EXERCISE REQUIREMENTS:
The data is to be reproduced in full and without error.

Spatial localization data
★ ★ ★ ★ ★ ★ ★
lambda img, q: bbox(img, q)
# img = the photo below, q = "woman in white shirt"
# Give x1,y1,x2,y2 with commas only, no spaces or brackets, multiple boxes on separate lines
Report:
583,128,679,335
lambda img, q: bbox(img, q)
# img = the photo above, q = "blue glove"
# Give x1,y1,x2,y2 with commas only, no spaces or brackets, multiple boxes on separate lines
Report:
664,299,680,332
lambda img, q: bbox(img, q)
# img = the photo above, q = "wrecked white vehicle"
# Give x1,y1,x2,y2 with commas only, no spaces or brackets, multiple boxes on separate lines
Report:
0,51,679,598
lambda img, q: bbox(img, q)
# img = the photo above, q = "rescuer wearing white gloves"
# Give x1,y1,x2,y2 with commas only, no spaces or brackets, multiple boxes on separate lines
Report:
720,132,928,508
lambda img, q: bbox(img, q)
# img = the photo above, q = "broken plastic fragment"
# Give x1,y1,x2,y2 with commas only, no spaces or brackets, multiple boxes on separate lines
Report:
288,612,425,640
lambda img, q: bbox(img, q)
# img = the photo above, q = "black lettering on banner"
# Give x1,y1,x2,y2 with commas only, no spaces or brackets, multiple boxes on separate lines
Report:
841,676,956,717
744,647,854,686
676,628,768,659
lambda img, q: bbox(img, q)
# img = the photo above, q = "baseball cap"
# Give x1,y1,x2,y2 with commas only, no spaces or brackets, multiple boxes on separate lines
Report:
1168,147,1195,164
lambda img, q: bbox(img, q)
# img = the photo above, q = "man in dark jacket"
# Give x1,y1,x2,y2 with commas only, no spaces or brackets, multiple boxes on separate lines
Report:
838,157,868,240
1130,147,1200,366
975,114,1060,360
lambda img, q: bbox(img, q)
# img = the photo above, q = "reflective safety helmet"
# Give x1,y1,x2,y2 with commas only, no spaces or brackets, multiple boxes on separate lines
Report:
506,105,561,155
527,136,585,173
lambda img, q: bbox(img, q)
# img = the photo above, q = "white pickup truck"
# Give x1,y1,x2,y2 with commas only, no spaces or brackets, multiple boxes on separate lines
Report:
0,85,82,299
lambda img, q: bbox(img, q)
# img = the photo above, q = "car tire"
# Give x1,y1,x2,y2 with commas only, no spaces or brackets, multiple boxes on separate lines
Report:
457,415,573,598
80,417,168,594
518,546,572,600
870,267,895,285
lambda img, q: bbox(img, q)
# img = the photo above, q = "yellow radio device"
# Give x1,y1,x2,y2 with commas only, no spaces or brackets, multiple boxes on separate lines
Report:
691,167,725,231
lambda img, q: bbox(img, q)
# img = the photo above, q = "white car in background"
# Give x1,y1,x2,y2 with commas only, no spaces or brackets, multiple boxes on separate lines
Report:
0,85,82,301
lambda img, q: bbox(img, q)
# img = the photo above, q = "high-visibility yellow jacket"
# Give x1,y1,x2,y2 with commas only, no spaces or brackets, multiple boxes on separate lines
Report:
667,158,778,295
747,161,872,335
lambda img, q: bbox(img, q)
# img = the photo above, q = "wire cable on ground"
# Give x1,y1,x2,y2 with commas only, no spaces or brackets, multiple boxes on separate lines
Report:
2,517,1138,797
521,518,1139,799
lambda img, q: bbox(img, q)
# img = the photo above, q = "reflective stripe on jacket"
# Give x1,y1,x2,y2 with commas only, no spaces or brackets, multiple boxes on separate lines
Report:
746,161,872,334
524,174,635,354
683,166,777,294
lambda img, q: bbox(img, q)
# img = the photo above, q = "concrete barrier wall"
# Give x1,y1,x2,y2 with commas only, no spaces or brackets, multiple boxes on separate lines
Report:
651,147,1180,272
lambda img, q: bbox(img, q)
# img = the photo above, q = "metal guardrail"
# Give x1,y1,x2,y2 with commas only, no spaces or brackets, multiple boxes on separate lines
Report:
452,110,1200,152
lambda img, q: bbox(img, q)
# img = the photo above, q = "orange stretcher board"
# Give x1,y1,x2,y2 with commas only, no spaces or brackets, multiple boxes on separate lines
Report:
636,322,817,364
★ ★ ★ ★ ★ ★ ★
TASK RESPONSE:
lambda img, q: bbox(img, q)
# img = the photo below, q = "woman in white shirt"
# Give x1,y1,x2,y2 with commas only, no spaces or brackets, multiple boxes on separate lines
Report:
583,128,679,335
lambda img, q: bbox(img, q)
# img = the photo above, q = "blue glove"
# Give x1,y1,x2,y2 with commas only, no spaces or brackets, multiple boxes on separate lines
Report:
664,299,680,332
lambda img, q: bbox(img, q)
# img = the photo above, q = "wrecked white vehicle"
# Give x1,y1,x2,y2 with commas only, no spaces or brackets, multiple boxes on separate lines
Report:
0,51,679,598
lambda img, q: bbox(img, q)
# img = the photo above, q = "rescuer wearing white gloves"
# Give x1,y1,x2,y2 with commas only, no spaces or brackets, multiple boxes on separate lines
Report:
720,132,928,508
lambda img, q: bbox(img, q)
# img = the photo above, q = "broken plastic fragment"
# Give x1,y1,x2,y2 with commas only, no spaces or brackets, multiple boxes on separate lines
Report:
288,612,425,640
lambda img, q: bbox(img, q)
# img = the photo above, q = "black lettering on banner"
# Give x1,y1,x2,y2 with commas only, no spaces or brackets, multiple boxes on separate lines
Report:
841,676,956,717
744,647,854,686
676,628,768,659
lambda img, q: bbox(img, q)
# img = the photo above, q = "baseball cap"
# Give x1,y1,x2,y2 with commas only, no spaces or brackets, multiple boxes on separate lines
Report:
1168,147,1195,164
lambda img, q: bbox(img, q)
# img = the photo above, q = "man in dark jacket"
# Give x1,y1,x2,y2 with commas only, no spaces or brackets, multiple boxes on separate lines
Report:
838,157,868,240
1130,147,1200,366
975,114,1060,360
lambda img, q: bbox(img, q)
# img = the photo above, q = "reflective safety helmet"
# Give x1,y1,x2,y2 with commas only, no spaces or brackets, multiple boxes on separate lines
Report:
506,105,561,155
527,136,585,173
lambda img, q: bbox(img, q)
# img = the photo above, q = "white pickup truck"
# Give x1,y1,x2,y2 with commas only, no spaces or brackets, multiple boxes on separate lines
Report:
0,85,82,299
lambda img, q: bbox(img, q)
# img = the photo above, q = "car tire"
# Give x1,y1,x2,y2 with commas only, no spaces or brackets, multiple boxes on separate lines
Report:
457,415,573,598
80,417,168,594
518,546,572,600
870,267,895,285
lambda img, q: bbox(img, q)
# img = the photo above, q = "yellow radio device"
# Give x1,y1,x2,y2 with commas only, no spaces or brackets, multiple boxes on separate lines
Report:
691,167,725,231
lambda img, q: bbox(img, q)
# img = the photo above, q = "white car in background"
# Give x1,y1,x2,y2 with commas only, no spaces or brackets, multiple boxes on separate lines
Report:
0,85,82,301
lambda img, q: bbox(img, q)
# img = the photo above, q = "high-visibility yellow jacket"
# Give x1,y1,x2,y2 with commas only, no spaces or brackets, multiple boxes on separate lines
Report:
667,158,778,295
747,161,872,335
lambda img, q: bbox(img, q)
# img = the photo above, q = "wire cable on ground"
# Give x1,y1,x2,y2 with commas only, no spaces or brackets, multiple boxes on separate lines
Report:
2,517,1138,797
521,518,1139,799
lambda img, q: bbox(img, q)
# img = the photo above, q = "reflective stripe on jacket"
# Give x1,y1,x2,y2 with commas only, no spaces or brackets, multiple boxes on separate lines
Report:
746,161,872,334
524,174,635,354
683,166,777,294
lambda img, q: bbox(img, q)
# img = the photo above, q = "concrete barrier wall"
# Give x1,y1,x2,y2 with commas only, no spaces or brackets, multiple boxes on separate lines
Report:
651,147,1180,272
lambda img, q: bbox(img, q)
# img = the photo above, q = "metal guardrail"
# Give x1,y1,x2,y2 with commas only, no spaces or brackets, multiple boxes on separate lines
Report:
452,110,1200,152
lambda img, q: bbox(img, q)
# img = the photo above, q = "orange stretcher board"
# Give x1,y1,x2,y2 with commas only, no spaces or brackets, multiple boxes on separate lines
Report:
636,322,817,364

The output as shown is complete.